## begin Raw data

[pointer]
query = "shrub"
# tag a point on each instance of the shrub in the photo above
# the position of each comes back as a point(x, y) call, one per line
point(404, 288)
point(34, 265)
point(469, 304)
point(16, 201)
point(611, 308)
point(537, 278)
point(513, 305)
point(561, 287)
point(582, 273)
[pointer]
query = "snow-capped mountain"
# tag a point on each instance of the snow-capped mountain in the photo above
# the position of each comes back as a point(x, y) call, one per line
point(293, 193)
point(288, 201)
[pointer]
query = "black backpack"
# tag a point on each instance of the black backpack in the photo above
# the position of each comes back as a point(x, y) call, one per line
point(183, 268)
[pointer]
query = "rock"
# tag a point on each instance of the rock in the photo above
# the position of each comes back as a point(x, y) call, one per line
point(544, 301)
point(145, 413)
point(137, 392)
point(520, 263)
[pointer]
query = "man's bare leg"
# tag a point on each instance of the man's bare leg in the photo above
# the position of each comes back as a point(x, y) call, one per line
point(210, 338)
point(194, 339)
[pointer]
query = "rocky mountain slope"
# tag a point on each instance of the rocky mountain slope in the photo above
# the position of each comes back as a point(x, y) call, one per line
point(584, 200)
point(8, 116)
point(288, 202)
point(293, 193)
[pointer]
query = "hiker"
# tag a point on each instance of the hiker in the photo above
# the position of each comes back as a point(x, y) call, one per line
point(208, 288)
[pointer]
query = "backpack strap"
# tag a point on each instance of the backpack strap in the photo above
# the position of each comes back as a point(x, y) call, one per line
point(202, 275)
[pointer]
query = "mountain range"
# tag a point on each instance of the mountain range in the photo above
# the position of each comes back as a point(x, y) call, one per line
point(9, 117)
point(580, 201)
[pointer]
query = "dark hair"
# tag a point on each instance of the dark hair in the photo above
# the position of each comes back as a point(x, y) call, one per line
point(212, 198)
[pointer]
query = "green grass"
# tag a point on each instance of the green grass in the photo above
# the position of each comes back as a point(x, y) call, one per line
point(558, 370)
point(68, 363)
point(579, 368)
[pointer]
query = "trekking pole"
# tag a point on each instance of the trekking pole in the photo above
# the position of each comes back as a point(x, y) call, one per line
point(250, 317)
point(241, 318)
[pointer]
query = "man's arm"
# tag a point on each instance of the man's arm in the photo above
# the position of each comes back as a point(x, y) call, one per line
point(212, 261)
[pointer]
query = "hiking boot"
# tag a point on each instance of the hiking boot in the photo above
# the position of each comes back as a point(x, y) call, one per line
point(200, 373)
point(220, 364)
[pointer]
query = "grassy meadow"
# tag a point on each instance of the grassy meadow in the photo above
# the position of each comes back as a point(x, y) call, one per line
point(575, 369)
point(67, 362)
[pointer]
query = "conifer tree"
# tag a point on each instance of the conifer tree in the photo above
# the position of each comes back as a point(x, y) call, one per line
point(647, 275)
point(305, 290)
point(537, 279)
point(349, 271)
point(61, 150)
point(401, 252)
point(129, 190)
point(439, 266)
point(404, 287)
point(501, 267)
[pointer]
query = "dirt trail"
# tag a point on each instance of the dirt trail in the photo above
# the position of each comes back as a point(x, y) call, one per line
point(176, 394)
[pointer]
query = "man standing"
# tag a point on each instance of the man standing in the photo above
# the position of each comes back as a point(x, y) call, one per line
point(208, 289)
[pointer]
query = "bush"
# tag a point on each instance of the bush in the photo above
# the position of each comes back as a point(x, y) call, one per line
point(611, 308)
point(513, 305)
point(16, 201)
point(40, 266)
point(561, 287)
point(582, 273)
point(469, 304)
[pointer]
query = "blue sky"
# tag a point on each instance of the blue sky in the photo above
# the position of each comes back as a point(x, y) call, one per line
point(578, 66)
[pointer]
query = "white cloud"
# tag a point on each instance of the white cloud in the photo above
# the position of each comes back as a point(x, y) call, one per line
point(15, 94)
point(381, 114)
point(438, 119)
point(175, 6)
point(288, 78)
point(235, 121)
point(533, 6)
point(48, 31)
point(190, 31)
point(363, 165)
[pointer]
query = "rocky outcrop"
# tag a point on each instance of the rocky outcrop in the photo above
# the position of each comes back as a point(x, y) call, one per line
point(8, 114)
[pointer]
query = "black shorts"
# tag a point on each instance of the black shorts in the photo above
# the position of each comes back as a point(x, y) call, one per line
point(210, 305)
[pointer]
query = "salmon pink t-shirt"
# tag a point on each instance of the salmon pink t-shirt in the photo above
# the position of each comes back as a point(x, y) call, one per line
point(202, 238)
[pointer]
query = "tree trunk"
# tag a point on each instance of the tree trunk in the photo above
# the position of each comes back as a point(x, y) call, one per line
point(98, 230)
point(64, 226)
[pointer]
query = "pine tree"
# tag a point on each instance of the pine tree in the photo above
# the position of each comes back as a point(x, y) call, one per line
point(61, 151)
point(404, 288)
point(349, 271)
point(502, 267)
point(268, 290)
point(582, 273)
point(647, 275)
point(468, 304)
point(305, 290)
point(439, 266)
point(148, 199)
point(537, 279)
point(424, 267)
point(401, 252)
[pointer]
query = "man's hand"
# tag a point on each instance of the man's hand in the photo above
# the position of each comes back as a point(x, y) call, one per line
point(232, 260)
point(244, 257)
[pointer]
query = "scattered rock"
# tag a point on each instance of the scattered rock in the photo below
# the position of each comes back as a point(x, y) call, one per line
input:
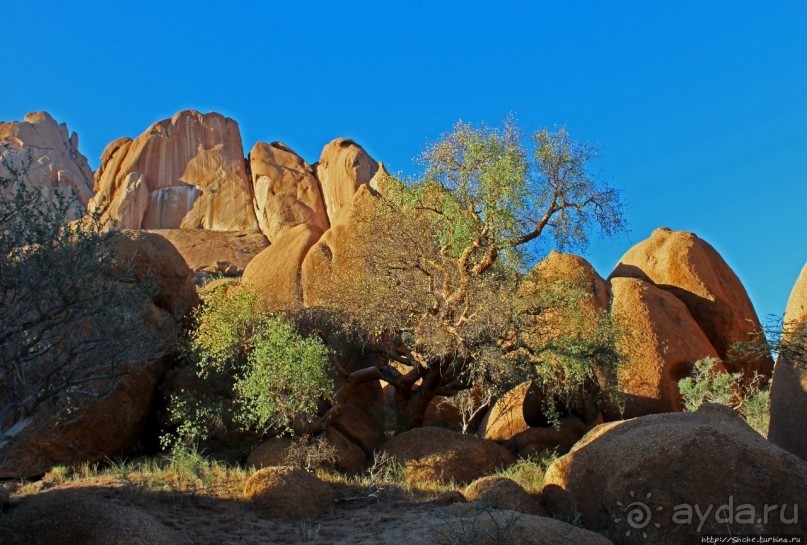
point(671, 463)
point(112, 424)
point(788, 427)
point(343, 167)
point(358, 427)
point(215, 252)
point(438, 454)
point(288, 493)
point(514, 412)
point(662, 343)
point(192, 168)
point(81, 517)
point(692, 270)
point(503, 493)
point(271, 453)
point(487, 527)
point(449, 497)
point(350, 458)
point(56, 164)
point(573, 269)
point(539, 441)
point(151, 257)
point(287, 192)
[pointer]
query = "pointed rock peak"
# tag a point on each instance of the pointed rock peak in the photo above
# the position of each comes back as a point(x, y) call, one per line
point(36, 118)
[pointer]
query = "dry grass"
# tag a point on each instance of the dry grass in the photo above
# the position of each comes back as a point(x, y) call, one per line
point(529, 472)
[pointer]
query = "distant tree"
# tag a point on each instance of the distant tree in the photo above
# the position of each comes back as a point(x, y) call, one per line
point(442, 260)
point(272, 377)
point(73, 322)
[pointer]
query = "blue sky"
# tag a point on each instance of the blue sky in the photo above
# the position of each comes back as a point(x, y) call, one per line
point(699, 109)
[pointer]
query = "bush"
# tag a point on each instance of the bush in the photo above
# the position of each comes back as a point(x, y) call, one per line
point(275, 376)
point(74, 320)
point(708, 385)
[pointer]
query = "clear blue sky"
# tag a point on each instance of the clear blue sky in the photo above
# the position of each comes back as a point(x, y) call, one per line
point(699, 109)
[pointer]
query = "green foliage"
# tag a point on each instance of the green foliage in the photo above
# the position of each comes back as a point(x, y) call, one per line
point(570, 343)
point(273, 374)
point(530, 472)
point(74, 320)
point(707, 384)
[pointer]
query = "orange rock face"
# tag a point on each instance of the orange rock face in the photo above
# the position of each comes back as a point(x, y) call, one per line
point(707, 458)
point(55, 161)
point(689, 268)
point(573, 268)
point(788, 427)
point(511, 414)
point(335, 253)
point(185, 172)
point(287, 192)
point(276, 272)
point(342, 168)
point(215, 250)
point(662, 343)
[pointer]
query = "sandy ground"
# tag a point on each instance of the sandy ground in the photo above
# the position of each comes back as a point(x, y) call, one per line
point(211, 520)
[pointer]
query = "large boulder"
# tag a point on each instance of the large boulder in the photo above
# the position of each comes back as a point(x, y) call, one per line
point(215, 252)
point(437, 454)
point(287, 493)
point(492, 527)
point(536, 442)
point(56, 164)
point(570, 268)
point(335, 258)
point(111, 424)
point(503, 493)
point(287, 192)
point(788, 427)
point(648, 476)
point(692, 270)
point(516, 411)
point(343, 167)
point(184, 172)
point(276, 272)
point(150, 257)
point(82, 517)
point(661, 344)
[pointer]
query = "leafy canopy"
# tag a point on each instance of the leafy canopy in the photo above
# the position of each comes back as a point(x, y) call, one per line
point(275, 375)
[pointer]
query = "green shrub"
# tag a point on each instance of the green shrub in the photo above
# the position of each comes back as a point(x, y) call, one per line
point(706, 384)
point(275, 375)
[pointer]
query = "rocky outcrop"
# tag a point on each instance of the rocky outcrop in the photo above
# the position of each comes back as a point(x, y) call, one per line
point(514, 412)
point(649, 474)
point(336, 257)
point(276, 272)
point(287, 493)
point(111, 424)
point(55, 164)
point(82, 516)
point(492, 527)
point(437, 454)
point(568, 268)
point(788, 427)
point(287, 192)
point(503, 493)
point(661, 343)
point(692, 270)
point(343, 167)
point(215, 252)
point(185, 172)
point(536, 442)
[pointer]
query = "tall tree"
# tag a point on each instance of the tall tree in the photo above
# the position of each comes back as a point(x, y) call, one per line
point(442, 257)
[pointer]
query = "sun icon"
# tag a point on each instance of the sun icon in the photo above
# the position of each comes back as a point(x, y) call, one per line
point(637, 514)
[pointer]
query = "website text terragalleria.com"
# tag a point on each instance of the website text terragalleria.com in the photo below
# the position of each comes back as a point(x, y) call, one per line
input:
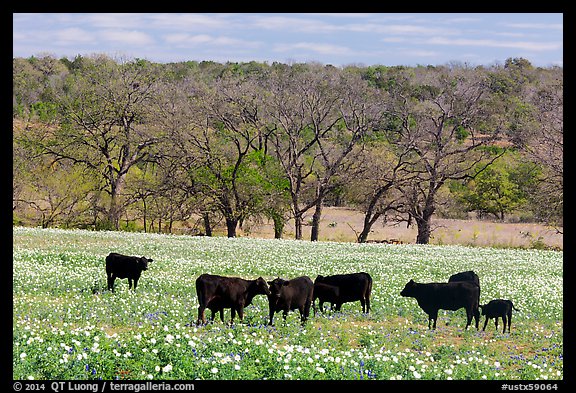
point(120, 386)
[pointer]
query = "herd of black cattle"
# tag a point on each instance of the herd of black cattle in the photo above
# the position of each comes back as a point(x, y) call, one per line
point(217, 293)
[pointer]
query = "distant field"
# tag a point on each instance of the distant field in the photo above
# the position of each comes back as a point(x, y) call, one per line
point(339, 224)
point(66, 326)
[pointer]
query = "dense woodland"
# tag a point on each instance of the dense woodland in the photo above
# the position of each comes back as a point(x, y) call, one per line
point(113, 143)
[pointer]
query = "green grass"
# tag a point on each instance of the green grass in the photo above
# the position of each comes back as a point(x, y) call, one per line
point(66, 326)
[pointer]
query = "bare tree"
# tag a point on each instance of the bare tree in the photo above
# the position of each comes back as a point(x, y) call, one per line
point(105, 125)
point(544, 144)
point(443, 119)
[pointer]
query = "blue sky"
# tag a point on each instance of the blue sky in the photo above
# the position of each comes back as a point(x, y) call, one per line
point(338, 39)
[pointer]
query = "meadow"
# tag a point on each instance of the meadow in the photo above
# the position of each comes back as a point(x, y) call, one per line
point(66, 326)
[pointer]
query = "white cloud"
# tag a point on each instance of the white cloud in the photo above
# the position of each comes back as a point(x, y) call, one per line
point(545, 26)
point(527, 45)
point(328, 49)
point(73, 35)
point(188, 40)
point(126, 37)
point(190, 22)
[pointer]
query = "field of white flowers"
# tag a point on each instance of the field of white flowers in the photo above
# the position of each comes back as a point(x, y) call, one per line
point(67, 326)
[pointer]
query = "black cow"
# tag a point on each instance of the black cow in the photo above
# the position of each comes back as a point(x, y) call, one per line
point(324, 293)
point(498, 308)
point(352, 287)
point(123, 266)
point(218, 292)
point(446, 296)
point(287, 295)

## end Raw data

Objective: Locate every line in the entries above that contains the string "hand" and copy each one. Matching is case-sensitive.

Output of the task:
query = "man's hand"
# tag a point on each instance of the man's hand in the photo above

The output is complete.